[Detection examples]

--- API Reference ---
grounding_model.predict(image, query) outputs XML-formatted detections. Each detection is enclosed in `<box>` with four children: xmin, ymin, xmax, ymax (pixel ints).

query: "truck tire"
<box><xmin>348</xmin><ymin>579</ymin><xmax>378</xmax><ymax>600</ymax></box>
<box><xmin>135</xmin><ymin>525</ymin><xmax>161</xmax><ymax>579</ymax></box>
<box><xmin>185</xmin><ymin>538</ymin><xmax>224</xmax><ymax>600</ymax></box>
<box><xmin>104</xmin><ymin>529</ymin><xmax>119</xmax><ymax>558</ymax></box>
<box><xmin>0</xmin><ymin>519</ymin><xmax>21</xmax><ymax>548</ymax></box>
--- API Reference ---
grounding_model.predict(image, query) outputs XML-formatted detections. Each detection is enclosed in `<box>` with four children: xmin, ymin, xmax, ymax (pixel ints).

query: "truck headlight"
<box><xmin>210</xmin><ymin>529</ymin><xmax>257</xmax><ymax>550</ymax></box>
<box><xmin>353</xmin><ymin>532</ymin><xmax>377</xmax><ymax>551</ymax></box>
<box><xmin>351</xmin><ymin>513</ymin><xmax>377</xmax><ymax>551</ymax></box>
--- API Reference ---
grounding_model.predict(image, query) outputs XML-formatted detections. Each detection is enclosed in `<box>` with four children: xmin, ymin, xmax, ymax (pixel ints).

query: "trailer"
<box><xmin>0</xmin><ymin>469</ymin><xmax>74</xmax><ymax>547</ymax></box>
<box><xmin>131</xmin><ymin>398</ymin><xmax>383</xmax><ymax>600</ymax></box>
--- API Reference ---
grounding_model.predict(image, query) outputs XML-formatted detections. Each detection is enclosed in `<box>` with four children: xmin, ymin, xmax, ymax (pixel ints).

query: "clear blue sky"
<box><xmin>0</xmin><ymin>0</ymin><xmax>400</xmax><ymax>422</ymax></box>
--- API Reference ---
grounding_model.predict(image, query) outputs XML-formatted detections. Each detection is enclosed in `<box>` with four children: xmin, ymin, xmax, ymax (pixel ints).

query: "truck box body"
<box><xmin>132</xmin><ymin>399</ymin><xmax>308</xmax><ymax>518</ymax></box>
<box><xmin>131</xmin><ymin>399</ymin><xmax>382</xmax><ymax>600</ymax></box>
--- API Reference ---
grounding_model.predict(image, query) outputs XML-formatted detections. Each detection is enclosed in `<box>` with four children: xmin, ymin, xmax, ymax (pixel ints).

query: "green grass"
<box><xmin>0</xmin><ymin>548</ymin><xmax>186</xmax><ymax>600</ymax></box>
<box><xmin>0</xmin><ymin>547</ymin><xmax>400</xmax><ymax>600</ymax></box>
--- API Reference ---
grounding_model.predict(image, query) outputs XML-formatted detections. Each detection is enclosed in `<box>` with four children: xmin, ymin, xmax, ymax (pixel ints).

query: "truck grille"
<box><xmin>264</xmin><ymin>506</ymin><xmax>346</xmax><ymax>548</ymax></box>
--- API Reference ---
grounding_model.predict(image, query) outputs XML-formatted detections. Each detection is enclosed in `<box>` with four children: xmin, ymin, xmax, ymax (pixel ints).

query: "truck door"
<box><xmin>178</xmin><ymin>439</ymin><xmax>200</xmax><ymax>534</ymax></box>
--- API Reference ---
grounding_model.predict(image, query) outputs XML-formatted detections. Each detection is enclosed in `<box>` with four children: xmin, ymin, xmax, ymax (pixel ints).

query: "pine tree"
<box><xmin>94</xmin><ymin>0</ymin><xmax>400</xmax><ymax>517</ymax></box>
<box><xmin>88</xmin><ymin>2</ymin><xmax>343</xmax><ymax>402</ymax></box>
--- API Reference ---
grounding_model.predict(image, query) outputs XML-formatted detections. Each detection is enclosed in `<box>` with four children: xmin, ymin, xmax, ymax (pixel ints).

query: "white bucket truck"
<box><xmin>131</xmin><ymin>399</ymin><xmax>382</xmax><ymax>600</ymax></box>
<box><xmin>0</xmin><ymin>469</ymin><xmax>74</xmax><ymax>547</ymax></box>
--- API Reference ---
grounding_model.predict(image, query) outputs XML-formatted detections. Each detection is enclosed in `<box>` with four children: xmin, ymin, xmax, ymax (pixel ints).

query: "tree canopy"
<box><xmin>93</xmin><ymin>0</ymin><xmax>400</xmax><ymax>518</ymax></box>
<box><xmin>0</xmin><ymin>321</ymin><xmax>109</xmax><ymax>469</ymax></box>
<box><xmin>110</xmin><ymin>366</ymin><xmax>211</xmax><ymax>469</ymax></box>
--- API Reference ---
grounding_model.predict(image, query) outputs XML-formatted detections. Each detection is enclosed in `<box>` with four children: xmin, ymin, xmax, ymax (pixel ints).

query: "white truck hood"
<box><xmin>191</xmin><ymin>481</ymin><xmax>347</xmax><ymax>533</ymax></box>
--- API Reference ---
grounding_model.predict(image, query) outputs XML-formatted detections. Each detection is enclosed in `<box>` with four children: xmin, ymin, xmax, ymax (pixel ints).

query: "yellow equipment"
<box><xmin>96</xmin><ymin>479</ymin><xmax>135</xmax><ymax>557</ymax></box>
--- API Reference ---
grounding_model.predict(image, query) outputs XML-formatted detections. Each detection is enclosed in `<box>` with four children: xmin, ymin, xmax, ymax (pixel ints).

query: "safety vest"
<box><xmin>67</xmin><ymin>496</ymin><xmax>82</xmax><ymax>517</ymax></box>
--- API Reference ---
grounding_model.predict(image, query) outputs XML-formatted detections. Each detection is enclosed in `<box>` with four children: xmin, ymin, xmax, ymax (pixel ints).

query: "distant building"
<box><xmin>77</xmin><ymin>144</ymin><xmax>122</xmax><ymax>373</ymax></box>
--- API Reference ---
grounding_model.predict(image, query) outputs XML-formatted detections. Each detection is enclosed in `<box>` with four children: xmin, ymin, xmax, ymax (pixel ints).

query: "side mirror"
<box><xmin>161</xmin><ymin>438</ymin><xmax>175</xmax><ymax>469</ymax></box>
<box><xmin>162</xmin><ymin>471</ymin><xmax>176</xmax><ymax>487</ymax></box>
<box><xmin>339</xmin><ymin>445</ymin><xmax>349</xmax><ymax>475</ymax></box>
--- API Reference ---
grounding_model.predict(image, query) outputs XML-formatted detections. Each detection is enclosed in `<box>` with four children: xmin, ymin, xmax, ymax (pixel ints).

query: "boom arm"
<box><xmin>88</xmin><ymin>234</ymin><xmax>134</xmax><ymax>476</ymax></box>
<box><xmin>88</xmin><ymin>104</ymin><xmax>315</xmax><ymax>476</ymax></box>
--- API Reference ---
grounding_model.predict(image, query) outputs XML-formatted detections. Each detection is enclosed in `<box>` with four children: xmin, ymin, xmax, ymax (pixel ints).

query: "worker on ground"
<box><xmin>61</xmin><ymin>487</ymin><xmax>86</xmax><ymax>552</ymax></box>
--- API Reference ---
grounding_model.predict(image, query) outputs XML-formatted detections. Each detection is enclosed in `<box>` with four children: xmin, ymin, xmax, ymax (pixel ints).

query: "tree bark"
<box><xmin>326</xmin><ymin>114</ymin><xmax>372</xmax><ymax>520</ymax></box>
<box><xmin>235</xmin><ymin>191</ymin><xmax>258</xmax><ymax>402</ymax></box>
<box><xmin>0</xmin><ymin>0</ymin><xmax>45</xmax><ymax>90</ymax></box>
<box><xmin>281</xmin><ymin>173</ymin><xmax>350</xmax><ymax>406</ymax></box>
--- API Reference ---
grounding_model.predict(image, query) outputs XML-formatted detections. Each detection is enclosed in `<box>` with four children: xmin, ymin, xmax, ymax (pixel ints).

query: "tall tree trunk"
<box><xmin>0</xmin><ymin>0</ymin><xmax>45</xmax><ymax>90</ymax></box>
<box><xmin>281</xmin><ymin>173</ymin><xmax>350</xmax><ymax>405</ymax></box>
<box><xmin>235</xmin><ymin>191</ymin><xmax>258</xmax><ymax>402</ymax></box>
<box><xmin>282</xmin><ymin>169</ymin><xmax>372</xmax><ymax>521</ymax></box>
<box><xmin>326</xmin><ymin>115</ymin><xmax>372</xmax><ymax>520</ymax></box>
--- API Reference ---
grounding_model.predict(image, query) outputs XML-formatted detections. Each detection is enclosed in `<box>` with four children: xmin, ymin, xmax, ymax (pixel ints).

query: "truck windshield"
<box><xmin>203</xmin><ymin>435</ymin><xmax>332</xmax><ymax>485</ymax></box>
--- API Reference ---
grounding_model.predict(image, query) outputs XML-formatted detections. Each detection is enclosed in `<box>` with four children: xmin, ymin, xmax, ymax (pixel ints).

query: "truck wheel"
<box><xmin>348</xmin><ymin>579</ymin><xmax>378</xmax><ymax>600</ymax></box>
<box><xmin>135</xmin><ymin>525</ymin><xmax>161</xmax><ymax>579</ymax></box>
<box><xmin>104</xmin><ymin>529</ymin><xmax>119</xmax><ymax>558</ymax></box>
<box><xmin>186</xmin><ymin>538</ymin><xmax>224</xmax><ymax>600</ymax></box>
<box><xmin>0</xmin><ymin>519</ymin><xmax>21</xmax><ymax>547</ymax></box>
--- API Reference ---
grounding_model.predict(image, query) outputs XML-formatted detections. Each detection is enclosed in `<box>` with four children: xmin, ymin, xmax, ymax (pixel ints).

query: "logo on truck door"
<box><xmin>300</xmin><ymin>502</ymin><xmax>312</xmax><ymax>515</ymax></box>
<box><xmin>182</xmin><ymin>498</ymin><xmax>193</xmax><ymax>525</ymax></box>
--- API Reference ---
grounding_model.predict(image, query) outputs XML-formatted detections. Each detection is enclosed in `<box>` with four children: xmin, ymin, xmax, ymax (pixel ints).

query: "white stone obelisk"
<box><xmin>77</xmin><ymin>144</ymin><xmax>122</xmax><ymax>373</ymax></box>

The task: Return each line from the entries above that contains the word "tree".

Answer to the problem:
query: "pine tree"
query: "tree canopy"
query: "tree bark"
query: "tall tree trunk"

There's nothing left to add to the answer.